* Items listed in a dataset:
--- START ---

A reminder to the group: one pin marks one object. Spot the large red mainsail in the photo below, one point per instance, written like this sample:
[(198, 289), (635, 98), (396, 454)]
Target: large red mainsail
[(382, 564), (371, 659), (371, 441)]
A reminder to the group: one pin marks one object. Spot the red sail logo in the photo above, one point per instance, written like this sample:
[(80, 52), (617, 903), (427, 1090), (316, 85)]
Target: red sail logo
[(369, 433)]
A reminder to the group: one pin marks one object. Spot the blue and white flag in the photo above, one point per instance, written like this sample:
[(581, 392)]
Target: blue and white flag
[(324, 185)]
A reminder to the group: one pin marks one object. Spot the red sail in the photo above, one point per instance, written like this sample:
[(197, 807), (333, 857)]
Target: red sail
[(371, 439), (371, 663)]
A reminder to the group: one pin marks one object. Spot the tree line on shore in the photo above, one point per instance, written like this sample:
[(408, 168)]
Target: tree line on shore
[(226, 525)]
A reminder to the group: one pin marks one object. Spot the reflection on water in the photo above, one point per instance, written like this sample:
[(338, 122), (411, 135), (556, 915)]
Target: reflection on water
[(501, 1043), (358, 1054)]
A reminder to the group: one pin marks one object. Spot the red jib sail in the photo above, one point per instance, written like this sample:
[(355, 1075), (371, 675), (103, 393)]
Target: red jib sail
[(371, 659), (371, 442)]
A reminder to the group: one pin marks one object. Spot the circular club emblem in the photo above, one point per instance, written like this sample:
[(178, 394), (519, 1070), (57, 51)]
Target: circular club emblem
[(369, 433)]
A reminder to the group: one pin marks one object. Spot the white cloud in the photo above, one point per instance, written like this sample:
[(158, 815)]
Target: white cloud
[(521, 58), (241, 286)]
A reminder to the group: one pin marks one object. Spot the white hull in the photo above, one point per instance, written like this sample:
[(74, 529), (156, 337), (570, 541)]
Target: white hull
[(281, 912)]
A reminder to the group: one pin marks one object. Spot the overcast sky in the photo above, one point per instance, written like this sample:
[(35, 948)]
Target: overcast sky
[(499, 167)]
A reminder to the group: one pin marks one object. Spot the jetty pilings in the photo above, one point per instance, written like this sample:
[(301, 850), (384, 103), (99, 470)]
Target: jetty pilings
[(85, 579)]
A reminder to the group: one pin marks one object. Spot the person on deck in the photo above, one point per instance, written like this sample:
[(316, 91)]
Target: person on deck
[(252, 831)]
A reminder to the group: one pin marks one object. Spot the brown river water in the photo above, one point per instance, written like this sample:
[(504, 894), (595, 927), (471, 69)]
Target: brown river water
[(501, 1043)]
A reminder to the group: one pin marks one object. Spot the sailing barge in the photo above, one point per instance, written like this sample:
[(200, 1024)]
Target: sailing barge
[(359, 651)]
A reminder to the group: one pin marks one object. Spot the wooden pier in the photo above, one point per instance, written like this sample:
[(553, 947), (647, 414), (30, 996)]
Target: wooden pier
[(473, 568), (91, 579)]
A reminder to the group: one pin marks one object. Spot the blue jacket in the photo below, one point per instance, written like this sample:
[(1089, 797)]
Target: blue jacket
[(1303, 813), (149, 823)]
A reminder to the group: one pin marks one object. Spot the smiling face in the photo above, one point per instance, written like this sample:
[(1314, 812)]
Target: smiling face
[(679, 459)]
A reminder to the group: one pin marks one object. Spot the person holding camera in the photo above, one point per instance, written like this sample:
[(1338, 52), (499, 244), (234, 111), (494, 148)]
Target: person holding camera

--- END ---

Starting at the line that contains "the person holding", restate word for word every line through the last one in the records above. Return nothing else.

* Reply to the exercise:
A reminder to the group: one pin marks one object. Spot the person holding camera in the photo above, one point per instance, written like this sample:
[(1338, 52), (499, 244), (234, 111), (494, 148)]
Target: person holding camera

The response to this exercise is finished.